Written task
Format the listing lines between the line containing "[indicate] the bird's foot" and the line containing "(1000, 427)", inclusive, as a Markdown table with the columns Row and Line. Number each row, and omit any blank lines.

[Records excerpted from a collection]
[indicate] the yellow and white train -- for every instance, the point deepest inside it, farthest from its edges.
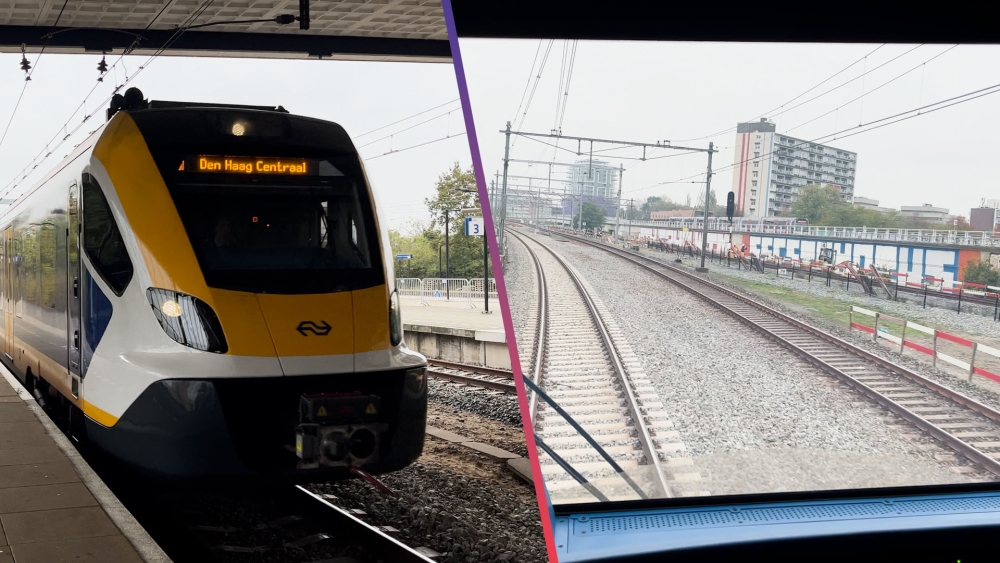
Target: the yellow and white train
(208, 291)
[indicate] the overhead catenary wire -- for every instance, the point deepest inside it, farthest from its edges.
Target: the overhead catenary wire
(528, 83)
(852, 131)
(873, 90)
(170, 41)
(28, 77)
(438, 140)
(407, 118)
(531, 96)
(410, 127)
(782, 106)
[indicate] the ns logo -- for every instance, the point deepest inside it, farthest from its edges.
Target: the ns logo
(313, 327)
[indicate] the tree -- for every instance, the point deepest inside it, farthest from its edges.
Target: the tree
(593, 217)
(981, 272)
(814, 202)
(466, 252)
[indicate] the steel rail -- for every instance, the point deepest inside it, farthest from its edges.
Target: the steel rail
(971, 452)
(470, 380)
(631, 402)
(484, 370)
(367, 535)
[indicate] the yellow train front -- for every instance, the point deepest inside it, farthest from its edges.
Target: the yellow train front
(211, 288)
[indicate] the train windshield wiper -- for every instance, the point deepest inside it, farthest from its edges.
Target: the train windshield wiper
(576, 426)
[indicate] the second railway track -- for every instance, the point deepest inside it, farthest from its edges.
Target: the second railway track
(963, 424)
(476, 376)
(580, 362)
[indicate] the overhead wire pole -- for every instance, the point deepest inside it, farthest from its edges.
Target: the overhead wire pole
(704, 222)
(618, 205)
(503, 193)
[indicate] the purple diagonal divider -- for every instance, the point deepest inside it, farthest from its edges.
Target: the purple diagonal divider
(545, 510)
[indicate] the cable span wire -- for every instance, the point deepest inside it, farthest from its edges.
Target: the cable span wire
(28, 77)
(969, 96)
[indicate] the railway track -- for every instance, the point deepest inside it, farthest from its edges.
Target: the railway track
(963, 424)
(476, 376)
(581, 362)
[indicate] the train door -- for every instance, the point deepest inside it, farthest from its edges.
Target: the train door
(73, 290)
(8, 292)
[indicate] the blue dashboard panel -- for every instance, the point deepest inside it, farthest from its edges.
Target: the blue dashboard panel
(631, 534)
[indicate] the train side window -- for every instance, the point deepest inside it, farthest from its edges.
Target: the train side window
(102, 241)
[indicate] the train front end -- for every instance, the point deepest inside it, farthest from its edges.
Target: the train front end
(261, 334)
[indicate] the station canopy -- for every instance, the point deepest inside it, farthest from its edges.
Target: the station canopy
(366, 30)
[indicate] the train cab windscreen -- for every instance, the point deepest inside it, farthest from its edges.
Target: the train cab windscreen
(281, 207)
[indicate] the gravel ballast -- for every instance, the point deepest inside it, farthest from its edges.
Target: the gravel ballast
(754, 417)
(494, 405)
(468, 506)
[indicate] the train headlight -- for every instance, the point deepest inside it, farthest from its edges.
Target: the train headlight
(188, 320)
(395, 319)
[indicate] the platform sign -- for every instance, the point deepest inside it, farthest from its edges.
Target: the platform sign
(474, 226)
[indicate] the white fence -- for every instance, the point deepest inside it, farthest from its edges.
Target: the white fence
(446, 289)
(739, 225)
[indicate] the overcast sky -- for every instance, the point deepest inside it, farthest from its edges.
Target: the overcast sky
(361, 96)
(654, 91)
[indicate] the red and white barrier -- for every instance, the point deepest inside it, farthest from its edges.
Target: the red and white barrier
(969, 367)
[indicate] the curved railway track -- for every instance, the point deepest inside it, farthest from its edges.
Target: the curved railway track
(965, 425)
(476, 376)
(578, 363)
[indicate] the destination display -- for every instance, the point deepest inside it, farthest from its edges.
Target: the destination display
(250, 165)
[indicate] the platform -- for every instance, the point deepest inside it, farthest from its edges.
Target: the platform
(451, 314)
(450, 331)
(53, 507)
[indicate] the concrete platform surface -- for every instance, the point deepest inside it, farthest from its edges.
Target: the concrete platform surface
(53, 507)
(451, 314)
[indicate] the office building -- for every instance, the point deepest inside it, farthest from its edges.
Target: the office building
(925, 213)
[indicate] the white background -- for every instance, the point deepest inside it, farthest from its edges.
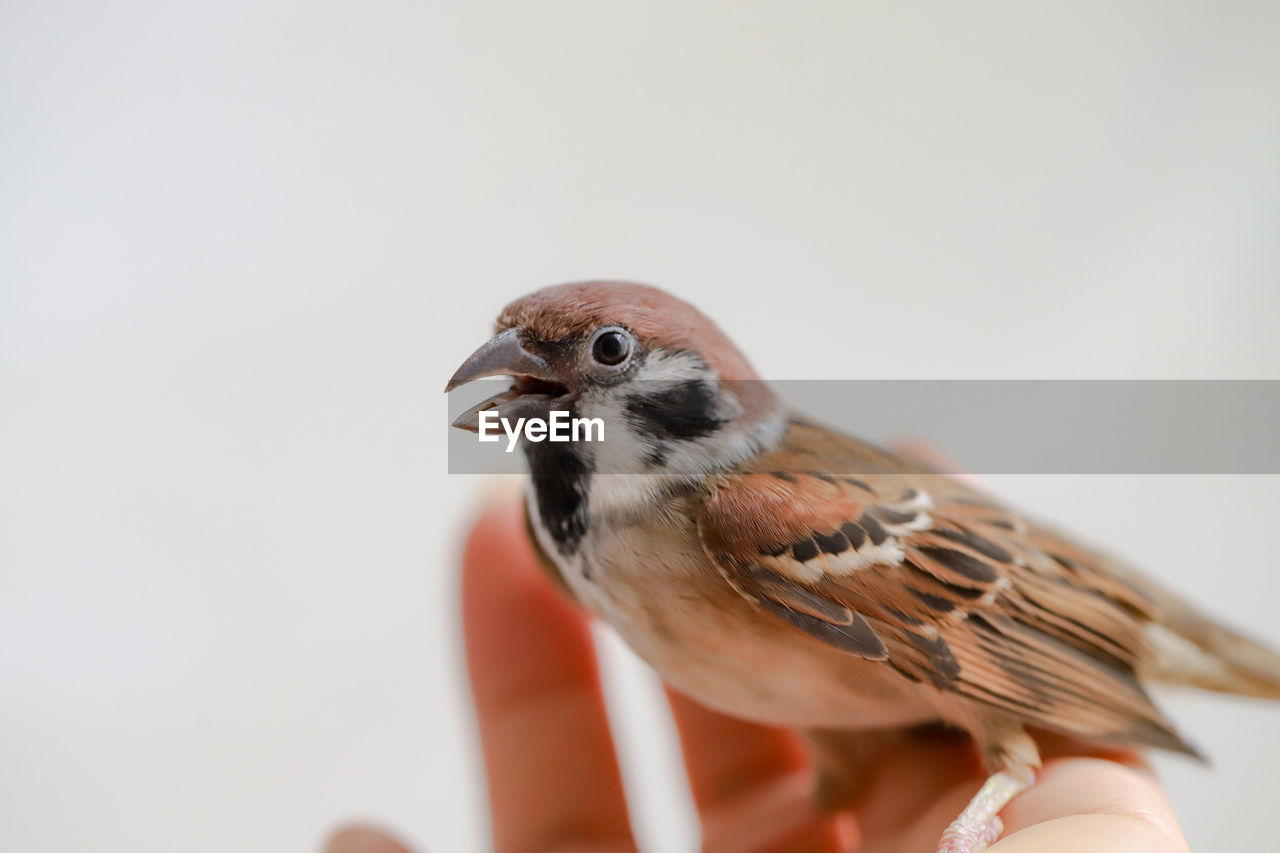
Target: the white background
(245, 243)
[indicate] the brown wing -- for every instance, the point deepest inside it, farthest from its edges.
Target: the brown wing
(947, 588)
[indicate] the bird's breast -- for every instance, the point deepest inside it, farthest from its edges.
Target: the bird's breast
(654, 584)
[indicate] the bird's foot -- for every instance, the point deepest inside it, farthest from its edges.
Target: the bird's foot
(979, 825)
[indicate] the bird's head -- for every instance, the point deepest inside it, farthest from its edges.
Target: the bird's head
(672, 391)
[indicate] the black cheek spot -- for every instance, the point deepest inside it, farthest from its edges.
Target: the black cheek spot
(681, 410)
(560, 474)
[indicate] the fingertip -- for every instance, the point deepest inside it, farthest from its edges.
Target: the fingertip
(1070, 788)
(362, 839)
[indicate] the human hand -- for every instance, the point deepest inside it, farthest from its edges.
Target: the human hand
(554, 783)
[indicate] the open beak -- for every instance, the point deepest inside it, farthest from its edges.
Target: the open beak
(536, 382)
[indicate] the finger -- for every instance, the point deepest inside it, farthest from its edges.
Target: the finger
(1093, 804)
(750, 784)
(362, 839)
(552, 772)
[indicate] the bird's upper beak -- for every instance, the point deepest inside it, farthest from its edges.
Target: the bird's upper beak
(535, 386)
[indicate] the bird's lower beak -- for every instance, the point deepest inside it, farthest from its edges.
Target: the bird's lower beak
(536, 383)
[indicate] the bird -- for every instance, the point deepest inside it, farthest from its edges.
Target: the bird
(784, 571)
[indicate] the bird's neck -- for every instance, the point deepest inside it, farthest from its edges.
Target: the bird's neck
(657, 446)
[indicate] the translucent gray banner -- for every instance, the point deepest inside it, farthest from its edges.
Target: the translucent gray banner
(1000, 427)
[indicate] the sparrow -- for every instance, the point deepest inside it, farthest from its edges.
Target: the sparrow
(785, 573)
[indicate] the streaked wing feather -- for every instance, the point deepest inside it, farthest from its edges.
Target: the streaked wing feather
(944, 585)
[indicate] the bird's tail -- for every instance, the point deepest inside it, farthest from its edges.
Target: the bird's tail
(1197, 651)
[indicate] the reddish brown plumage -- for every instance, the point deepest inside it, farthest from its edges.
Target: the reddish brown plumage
(654, 316)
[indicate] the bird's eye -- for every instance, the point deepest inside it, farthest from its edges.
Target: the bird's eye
(611, 347)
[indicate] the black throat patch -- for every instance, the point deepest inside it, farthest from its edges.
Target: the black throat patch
(562, 475)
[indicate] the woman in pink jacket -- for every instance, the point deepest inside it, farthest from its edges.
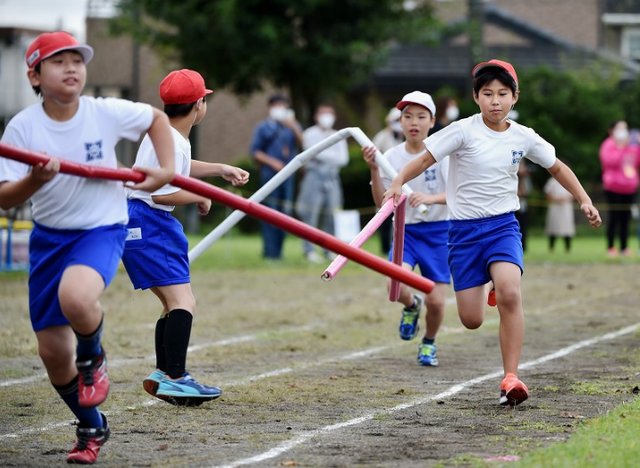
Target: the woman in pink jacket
(620, 161)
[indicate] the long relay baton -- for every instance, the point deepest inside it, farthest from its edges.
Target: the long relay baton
(372, 226)
(219, 195)
(398, 246)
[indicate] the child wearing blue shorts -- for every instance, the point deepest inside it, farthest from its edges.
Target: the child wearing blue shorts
(79, 223)
(485, 245)
(425, 238)
(156, 249)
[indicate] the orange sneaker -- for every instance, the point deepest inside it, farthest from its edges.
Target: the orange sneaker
(491, 298)
(512, 391)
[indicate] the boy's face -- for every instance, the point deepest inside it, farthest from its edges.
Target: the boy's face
(416, 121)
(62, 76)
(495, 101)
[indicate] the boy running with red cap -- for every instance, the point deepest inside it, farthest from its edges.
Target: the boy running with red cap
(156, 250)
(79, 223)
(425, 240)
(484, 239)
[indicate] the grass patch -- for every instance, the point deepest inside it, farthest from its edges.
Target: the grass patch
(609, 441)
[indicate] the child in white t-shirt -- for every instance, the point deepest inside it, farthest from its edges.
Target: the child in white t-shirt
(156, 250)
(79, 223)
(425, 239)
(484, 240)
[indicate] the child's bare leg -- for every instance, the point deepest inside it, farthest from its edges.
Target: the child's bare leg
(471, 305)
(435, 310)
(56, 347)
(506, 277)
(79, 294)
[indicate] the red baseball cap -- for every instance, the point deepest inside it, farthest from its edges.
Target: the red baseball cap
(183, 87)
(47, 44)
(506, 66)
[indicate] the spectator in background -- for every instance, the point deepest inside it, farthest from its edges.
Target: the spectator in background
(387, 138)
(446, 112)
(320, 189)
(560, 221)
(275, 142)
(620, 161)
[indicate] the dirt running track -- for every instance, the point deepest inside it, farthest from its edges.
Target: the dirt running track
(314, 374)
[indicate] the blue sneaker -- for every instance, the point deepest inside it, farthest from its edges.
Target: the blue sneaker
(427, 355)
(409, 326)
(151, 383)
(186, 391)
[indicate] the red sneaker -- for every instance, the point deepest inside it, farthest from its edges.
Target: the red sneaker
(491, 298)
(93, 382)
(512, 391)
(88, 443)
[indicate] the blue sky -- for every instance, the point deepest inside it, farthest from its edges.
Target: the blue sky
(45, 14)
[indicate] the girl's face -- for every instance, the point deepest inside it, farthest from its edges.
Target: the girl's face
(62, 77)
(416, 121)
(495, 101)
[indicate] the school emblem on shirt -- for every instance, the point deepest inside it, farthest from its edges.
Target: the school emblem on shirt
(94, 150)
(516, 156)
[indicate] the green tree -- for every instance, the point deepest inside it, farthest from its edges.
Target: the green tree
(313, 48)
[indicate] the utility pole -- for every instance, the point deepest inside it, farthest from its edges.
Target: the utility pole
(476, 21)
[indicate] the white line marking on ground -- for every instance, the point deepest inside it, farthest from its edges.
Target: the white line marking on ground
(304, 436)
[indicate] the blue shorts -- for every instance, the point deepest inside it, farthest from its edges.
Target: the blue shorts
(156, 252)
(476, 243)
(51, 251)
(425, 245)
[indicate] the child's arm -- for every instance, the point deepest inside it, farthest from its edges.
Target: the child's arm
(160, 134)
(15, 193)
(419, 198)
(377, 188)
(413, 169)
(567, 178)
(235, 175)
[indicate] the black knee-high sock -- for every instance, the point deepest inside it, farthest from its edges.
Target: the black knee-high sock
(176, 341)
(87, 417)
(161, 354)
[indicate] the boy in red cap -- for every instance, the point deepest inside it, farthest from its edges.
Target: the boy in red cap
(156, 250)
(79, 223)
(484, 239)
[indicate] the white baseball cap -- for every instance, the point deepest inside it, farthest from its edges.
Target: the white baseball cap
(420, 98)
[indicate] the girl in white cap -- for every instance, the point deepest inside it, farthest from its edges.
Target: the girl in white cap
(425, 240)
(484, 240)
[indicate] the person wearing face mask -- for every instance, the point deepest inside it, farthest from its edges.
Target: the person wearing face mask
(275, 142)
(320, 188)
(619, 160)
(447, 112)
(387, 138)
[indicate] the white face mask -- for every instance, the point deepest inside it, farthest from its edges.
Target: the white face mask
(452, 113)
(326, 120)
(621, 134)
(278, 113)
(396, 127)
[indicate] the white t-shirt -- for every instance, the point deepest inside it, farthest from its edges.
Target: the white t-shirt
(89, 137)
(329, 160)
(431, 182)
(483, 167)
(147, 157)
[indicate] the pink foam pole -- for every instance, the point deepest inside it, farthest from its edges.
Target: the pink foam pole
(398, 245)
(358, 241)
(256, 210)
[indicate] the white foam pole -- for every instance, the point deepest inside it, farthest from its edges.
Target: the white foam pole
(288, 170)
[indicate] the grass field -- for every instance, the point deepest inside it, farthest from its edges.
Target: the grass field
(313, 372)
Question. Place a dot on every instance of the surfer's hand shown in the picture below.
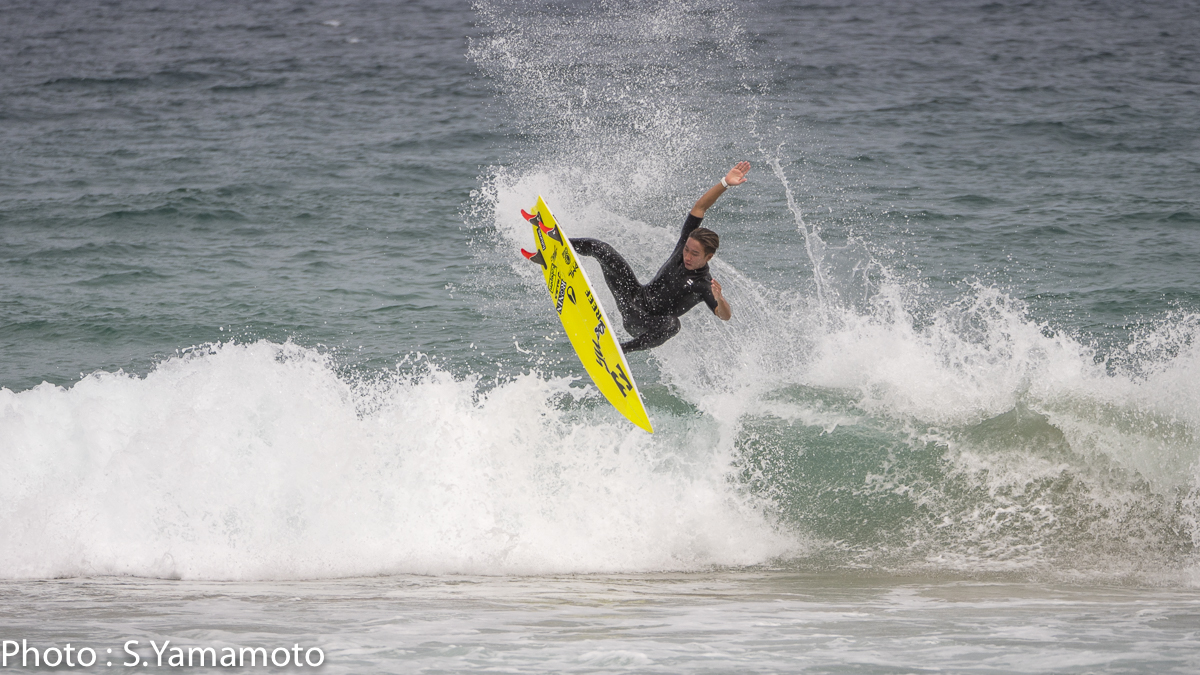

Written response
| Row | Line |
|---|---|
| 1 | [indicate] the bird's foot -- for every instance, the point deepest inside it, farthest from its edges. |
| 2 | Target: the bird's foot |
| 3 | (979, 825) |
| 4 | [indicate] the bird's head -- for every instance, the point deepest inside it, farthest from its edges. |
| 5 | Target: the bird's head |
| 6 | (672, 391) |
| 7 | [indicate] the black cheek spot -- for every instance, the point deepest inside it, farthest from its edges. |
| 8 | Target: the black cheek spot |
| 9 | (681, 410) |
| 10 | (560, 474) |
| 11 | [indicate] the fingertip -- for every instance, the point deepest inside it, farthest from its edges. |
| 12 | Target: the fingertip |
| 13 | (1070, 788) |
| 14 | (362, 839) |
| 15 | [indicate] the human hand -- for every instance, the point deepest inside it, farthest from its edges. |
| 16 | Target: the human hand |
| 17 | (554, 783) |
| 18 | [indicate] the open beak -- for every instance, the point deepest inside it, farthest from its edges. |
| 19 | Target: the open beak |
| 20 | (536, 382) |
| 21 | [indicate] the finger -- for every instance, the point deepest inside it, farthest from its edges. |
| 22 | Target: the finger |
| 23 | (1093, 804) |
| 24 | (750, 784) |
| 25 | (362, 839) |
| 26 | (552, 772) |
| 27 | [indicate] the bird's upper beak -- for every instance, the point deepest inside it, farthest from its edges. |
| 28 | Target: the bird's upper beak |
| 29 | (535, 386) |
| 30 | [indicate] the bird's lower beak -- for every instance, the point deepest inside it, farthest from its edges. |
| 31 | Target: the bird's lower beak |
| 32 | (536, 383) |
| 33 | [indicate] the bird -- for every instance, the point deepest inside it, farthest from its edges. |
| 34 | Target: the bird |
| 35 | (784, 571) |
| 36 | [indicate] the bird's neck -- for every instance, the point deepest inside it, farthest from its edges. |
| 37 | Target: the bird's neck |
| 38 | (657, 446) |
| 39 | [indicate] the translucent gray banner -- for every instance, the point deepest inside it, farthest from its edges. |
| 40 | Target: the translucent gray banner |
| 41 | (1000, 427) |